(AIM) Write out the records word for word, with no pictures.

Point placement records:

- - - - -

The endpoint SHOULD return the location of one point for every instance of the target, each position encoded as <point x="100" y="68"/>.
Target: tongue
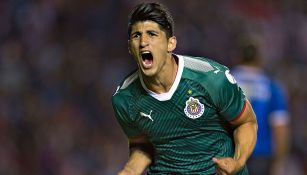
<point x="147" y="62"/>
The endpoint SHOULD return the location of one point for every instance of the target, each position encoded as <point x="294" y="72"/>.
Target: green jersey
<point x="187" y="126"/>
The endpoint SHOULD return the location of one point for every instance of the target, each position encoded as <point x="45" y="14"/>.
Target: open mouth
<point x="147" y="59"/>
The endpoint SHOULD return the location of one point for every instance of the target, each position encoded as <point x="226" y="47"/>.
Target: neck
<point x="163" y="82"/>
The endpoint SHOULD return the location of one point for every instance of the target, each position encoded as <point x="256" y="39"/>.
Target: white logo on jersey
<point x="118" y="87"/>
<point x="230" y="78"/>
<point x="193" y="108"/>
<point x="146" y="115"/>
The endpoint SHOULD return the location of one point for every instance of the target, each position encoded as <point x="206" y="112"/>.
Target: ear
<point x="172" y="43"/>
<point x="129" y="50"/>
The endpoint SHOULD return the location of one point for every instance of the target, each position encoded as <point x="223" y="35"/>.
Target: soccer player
<point x="270" y="105"/>
<point x="181" y="114"/>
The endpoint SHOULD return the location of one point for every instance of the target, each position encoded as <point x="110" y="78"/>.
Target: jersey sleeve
<point x="228" y="96"/>
<point x="122" y="112"/>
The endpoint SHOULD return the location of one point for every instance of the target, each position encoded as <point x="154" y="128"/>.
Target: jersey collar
<point x="167" y="95"/>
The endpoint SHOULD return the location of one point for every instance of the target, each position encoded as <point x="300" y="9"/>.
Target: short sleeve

- - - - -

(RESPONSE)
The endpoint SHOULD return the location of one point for every instance of the target, each position encoded as <point x="100" y="68"/>.
Target: tongue
<point x="147" y="62"/>
The endpoint SHOULD return the location of one point for every instance of the target, each position encoded as <point x="294" y="72"/>.
Target: green jersey
<point x="187" y="126"/>
The endpoint SHOULD return the location of one point for every instance of the target, each position encoded as <point x="45" y="14"/>.
Target: open mouth
<point x="147" y="59"/>
The endpoint SHOULD return the location of one point for every instance of the target, each position encoded as <point x="226" y="47"/>.
Target: neck
<point x="163" y="82"/>
The endpoint SHOULD return the location of one point for every instance of the target, each position encoded as <point x="256" y="39"/>.
Target: white logo on jersey
<point x="118" y="87"/>
<point x="230" y="78"/>
<point x="193" y="108"/>
<point x="146" y="115"/>
The endpoint SHOULD return the location of one point for every instance of the target, each position encoded as <point x="206" y="112"/>.
Target: ear
<point x="172" y="43"/>
<point x="129" y="50"/>
The endpoint SHOULD return the location of one point for every instance of the target, each position encoded as <point x="223" y="35"/>.
Target: soccer player
<point x="270" y="105"/>
<point x="181" y="114"/>
The endpoint SHOULD return the location of one point for every instance of the target, each position encoded as <point x="110" y="78"/>.
Target: jersey sleeve
<point x="228" y="96"/>
<point x="122" y="112"/>
The endpoint SHOULD return the location of one point for every instance of the target, each position encoded as <point x="154" y="128"/>.
Target: jersey collar
<point x="167" y="95"/>
The endpoint SHOULD return the location of one point for every instance of the target, each position encoded as <point x="300" y="9"/>.
Target: short sleeve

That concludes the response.